To collaborate interdisciplinarily but work disciplinarily? Trading zone and the cognitive dynamics of interdisciplinary collaboration  
Lianghao Dai (Zhejiang University)

Paper short abstract:

This paper investigates a key tension between working independently and interdependently in interdisciplinary teams. A clear division of labor that turns research problems that require heterogeneous academic expertise partially into homogeneous questions using single disciplinary means is found.

Paper long abstract:

This paper investigates a key tension in interdisciplinary collaborative research, i.e., the tension between working independently with discipline-bounded expertise and working interdependently in a collaborative team with heterogeneous knowledge and methods in order to solve a common research question. Based on a case study of a huge research group of biologists, statisticians and physicists in a German university, this paper focuses on the mechanism of research collaboration that involves not only established scholars but also junior researchers (e.g. doctoral students and junior post-docs). By using cognitive mapping method and by treating the quadruple-people interaction (consisting of one advanced researcher and one junior researcher for each of the two participating disciplines) as a minimum ideal type, this research analyzes three distinct ways of interpersonal interactive. It is found that the dynamics of these interactions can be regarded as a 'trading zone', in which resources, time and knowledge are being exchanged and integrated. In such a zone, the epistemological and theoretical discussions between advanced researchers are clearly separated from the technological and specific operations between junior researchers. Such a clear division of labor has been found as a key to unlocking the interdisciplinary tension. In so doing, a difficult research problem that requires heterogeneous academic expertise can be partially turned into a set of simplified and homogeneous questions using single disciplinary means. Thus the transaction costs in the interdisciplinary collaboration have been successfully decreased.

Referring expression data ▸

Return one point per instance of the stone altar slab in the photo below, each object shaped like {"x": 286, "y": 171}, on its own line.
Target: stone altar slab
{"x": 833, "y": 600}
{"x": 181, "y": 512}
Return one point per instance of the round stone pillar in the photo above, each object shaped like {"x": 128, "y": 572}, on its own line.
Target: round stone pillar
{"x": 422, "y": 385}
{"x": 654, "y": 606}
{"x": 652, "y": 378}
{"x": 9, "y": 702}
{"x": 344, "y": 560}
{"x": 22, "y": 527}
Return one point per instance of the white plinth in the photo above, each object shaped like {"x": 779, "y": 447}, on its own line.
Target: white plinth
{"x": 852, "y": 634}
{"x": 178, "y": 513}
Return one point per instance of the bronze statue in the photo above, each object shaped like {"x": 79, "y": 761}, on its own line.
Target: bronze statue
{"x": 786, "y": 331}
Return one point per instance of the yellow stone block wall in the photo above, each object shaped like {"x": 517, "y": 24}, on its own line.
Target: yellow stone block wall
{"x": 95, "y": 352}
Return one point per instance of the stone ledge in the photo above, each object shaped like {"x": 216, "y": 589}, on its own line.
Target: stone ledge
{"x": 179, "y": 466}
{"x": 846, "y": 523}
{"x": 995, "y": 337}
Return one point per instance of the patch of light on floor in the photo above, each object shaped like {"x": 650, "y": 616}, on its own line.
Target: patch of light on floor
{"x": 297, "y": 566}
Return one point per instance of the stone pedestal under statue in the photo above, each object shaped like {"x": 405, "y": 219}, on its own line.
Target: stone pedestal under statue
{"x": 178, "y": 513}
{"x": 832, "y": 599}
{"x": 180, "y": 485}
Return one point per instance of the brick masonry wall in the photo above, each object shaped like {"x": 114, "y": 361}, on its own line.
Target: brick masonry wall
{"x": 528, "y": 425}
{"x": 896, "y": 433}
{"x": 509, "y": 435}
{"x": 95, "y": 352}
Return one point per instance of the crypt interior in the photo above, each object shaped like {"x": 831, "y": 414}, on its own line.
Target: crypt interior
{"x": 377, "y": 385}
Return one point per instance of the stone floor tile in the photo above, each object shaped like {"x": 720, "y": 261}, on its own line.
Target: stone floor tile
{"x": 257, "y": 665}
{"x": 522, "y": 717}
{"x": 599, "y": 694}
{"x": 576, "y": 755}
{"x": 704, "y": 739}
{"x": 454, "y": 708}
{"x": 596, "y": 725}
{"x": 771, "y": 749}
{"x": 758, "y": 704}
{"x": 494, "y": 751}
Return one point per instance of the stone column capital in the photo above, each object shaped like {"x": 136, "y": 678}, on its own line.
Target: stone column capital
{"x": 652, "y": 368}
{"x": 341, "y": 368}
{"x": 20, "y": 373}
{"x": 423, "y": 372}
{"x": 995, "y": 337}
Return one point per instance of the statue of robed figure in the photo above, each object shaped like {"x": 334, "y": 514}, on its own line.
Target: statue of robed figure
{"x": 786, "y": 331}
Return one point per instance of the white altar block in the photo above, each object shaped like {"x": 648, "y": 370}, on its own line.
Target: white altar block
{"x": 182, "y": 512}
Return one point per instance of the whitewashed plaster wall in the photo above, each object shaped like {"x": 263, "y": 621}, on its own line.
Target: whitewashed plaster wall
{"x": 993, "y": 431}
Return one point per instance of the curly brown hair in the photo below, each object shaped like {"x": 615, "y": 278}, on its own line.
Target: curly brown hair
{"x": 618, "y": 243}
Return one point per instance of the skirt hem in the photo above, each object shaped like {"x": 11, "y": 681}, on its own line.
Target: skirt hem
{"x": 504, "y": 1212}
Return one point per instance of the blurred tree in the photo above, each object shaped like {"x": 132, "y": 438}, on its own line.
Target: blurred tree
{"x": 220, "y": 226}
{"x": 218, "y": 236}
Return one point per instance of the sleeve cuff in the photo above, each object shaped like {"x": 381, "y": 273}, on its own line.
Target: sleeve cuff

Activities ▸
• 1. Based on the paper abstract, answer yes or no to each statement and quote the deciding words: (a) The case study looked at a research group made up of biologists, statisticians and physicists. (b) The research group studied was at a French university. (c) In the trading zone, the advanced researchers take care of the technological and specific operations.
• 2. Print the paper abstract from "To collaborate interdisciplinarily" to "means is found.".

Expected responses ▸
• 1.
(a) Yes: "a huge research group of biologists, statisticians and physicists in a German university"
(b) No: "in a German university"
(c) No: "the epistemological and theoretical discussions between advanced researchers are clearly separated from the technological and specific operations between junior researchers"

• 2.
To collaborate interdisciplinarily but work disciplinarily? Trading zone and the cognitive dynamics of interdisciplinary collaboration  
Lianghao Dai (Zhejiang University)

Paper short abstract:

This paper investigates a key tension between working independently and interdependently in interdisciplinary teams. A clear division of labor that turns research problems that require heterogeneous academic expertise partially into homogeneous questions using single disciplinary means is found.